=== What is being asked ===
Extract every line from the entries below that contains the word "grass".

## BEGIN Available data

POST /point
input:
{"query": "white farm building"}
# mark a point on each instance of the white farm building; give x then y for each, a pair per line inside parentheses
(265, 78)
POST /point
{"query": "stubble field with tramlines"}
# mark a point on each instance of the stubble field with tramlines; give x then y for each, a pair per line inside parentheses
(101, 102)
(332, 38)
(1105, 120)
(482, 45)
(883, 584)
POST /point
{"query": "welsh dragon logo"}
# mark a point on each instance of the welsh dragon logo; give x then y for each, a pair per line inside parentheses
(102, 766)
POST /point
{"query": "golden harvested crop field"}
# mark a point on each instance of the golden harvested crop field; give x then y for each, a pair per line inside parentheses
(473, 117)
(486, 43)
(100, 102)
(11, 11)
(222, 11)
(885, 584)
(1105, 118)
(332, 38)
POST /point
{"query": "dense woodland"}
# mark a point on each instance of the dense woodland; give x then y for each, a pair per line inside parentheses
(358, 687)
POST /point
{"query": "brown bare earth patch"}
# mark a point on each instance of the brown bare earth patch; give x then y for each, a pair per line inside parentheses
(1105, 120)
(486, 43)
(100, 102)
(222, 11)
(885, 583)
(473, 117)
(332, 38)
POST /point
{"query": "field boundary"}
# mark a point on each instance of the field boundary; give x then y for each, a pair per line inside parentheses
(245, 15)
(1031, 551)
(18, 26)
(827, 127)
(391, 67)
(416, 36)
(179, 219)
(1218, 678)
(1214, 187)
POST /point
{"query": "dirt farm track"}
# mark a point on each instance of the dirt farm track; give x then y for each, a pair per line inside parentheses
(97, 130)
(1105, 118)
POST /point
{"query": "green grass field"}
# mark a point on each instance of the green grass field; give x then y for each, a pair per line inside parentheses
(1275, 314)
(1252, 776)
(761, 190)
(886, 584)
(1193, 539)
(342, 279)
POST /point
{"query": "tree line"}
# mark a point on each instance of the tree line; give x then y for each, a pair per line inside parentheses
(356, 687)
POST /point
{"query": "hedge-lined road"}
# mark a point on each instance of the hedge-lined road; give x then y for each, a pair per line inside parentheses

## END Available data

=== Correct answer ===
{"query": "green grass field"}
# mark a point on each instance of the green grass field; give x then y for each, a pair per line inside parentheses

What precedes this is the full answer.